------ Data for this exercise ------

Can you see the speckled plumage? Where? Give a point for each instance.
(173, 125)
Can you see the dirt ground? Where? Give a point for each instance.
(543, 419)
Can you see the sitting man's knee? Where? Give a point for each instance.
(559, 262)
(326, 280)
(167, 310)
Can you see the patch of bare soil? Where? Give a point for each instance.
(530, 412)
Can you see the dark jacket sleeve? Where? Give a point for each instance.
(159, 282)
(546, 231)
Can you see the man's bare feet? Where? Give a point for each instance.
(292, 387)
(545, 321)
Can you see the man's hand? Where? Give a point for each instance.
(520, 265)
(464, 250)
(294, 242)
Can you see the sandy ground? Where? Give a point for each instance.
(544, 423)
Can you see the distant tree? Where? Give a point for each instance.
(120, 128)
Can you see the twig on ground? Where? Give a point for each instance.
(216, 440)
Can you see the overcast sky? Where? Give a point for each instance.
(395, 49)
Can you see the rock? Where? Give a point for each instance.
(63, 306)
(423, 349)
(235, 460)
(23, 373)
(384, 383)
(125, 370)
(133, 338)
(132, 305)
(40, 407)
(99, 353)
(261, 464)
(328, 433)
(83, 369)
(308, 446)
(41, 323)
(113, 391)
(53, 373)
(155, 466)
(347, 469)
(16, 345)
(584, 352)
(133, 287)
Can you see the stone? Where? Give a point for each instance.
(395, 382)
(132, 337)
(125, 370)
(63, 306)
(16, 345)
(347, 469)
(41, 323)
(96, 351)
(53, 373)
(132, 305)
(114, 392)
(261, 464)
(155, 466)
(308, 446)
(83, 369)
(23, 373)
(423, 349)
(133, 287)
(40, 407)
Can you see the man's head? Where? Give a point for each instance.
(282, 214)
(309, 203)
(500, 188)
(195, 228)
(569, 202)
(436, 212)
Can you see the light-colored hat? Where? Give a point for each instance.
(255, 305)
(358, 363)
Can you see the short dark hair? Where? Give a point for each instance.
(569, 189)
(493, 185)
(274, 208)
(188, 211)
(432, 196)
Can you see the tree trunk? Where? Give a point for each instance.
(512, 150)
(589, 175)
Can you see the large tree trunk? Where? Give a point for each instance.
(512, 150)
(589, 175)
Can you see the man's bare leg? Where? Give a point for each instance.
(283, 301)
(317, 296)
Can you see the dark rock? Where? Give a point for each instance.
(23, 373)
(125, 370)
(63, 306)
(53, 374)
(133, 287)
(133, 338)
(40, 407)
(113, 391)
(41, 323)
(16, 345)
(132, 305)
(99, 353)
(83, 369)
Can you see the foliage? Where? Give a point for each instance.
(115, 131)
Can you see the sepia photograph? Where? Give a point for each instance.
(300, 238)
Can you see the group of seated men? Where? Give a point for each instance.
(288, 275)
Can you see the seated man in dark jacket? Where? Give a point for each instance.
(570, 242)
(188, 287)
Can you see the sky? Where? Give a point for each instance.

------

Work required:
Rewrite all of the records above, replacing every occurrence of "instance" with "occurrence" and leaving everything else unchanged.

Solution below:
Can you see the speckled plumage? Where? Give a point for each occurrence.
(173, 125)
Can you see the dirt ground? Where? Give a point for each occurrence.
(543, 419)
Can you see the sitting man's knee? Where? Give a point for each occurrence.
(559, 262)
(326, 280)
(167, 310)
Can you see the patch of bare soil? Where? Give a point for each occurrence.
(530, 412)
Can you see the dark jacket sleeve? Where? Give a point for each occurrence.
(159, 282)
(546, 231)
Can you see the man's bare feet? Where? Give a point for each occurrence.
(292, 387)
(545, 321)
Can you see the man's hand? Where? Give a point for each occurrence.
(520, 265)
(464, 250)
(294, 242)
Can you see the sandy ground? Where? Give a point for each occurrence.
(544, 423)
Can you see the distant tree? Where? Give a point for each occurrence.
(120, 128)
Can you see the twig on ground? Where? Give a point for each occurrence.
(216, 440)
Can you see the overcast sky? Where? Give a point for each occurrence.
(395, 49)
Can you see the rock? Where? Give a point for each occurrence.
(63, 306)
(423, 349)
(235, 460)
(23, 373)
(384, 383)
(125, 370)
(133, 338)
(132, 305)
(40, 407)
(99, 353)
(261, 464)
(328, 433)
(83, 369)
(308, 446)
(41, 323)
(113, 391)
(53, 373)
(155, 466)
(347, 469)
(16, 345)
(584, 352)
(133, 287)
Can you see the stone? Where? Give a point for each occurrence.
(395, 382)
(132, 337)
(125, 370)
(63, 306)
(16, 345)
(347, 469)
(41, 323)
(96, 351)
(53, 373)
(132, 305)
(114, 392)
(261, 464)
(155, 466)
(308, 446)
(83, 369)
(23, 373)
(423, 349)
(133, 287)
(40, 407)
Can you see the man's head? Where? Give a point for each occurrence.
(282, 214)
(309, 203)
(500, 188)
(195, 228)
(569, 202)
(436, 212)
Can you see the light-colored hat? Where? Give a point for each occurrence.
(255, 305)
(358, 363)
Can you see the short dark hair? Where? Give a point for each occurrence.
(569, 189)
(493, 185)
(274, 208)
(188, 211)
(432, 196)
Can you see the tree trunk? Where? Give a point for each occurrence.
(512, 150)
(589, 175)
Can you see the large tree trunk? Where? Give a point for each occurrence.
(512, 150)
(589, 175)
Can you see the man's bare leg? Where? Give a point for each occurrence.
(283, 301)
(317, 296)
Can you see the dark rock? Where? Give a point for each occurrence.
(23, 373)
(125, 370)
(63, 306)
(53, 374)
(133, 287)
(133, 338)
(40, 407)
(113, 391)
(41, 323)
(16, 345)
(132, 305)
(99, 353)
(83, 369)
Can you see the foliage? Where? Give a point for each occurrence.
(115, 131)
Can you see the sepia photograph? Where? Give a point for each occurrence.
(300, 238)
Can you see the group of seated men? Where? Give a point for each occurrence.
(288, 275)
Can you see the seated man in dark jacket? Where? Give a point for each occurrence.
(570, 242)
(188, 287)
Can you see the sky? Where? Give a point for each occurrence.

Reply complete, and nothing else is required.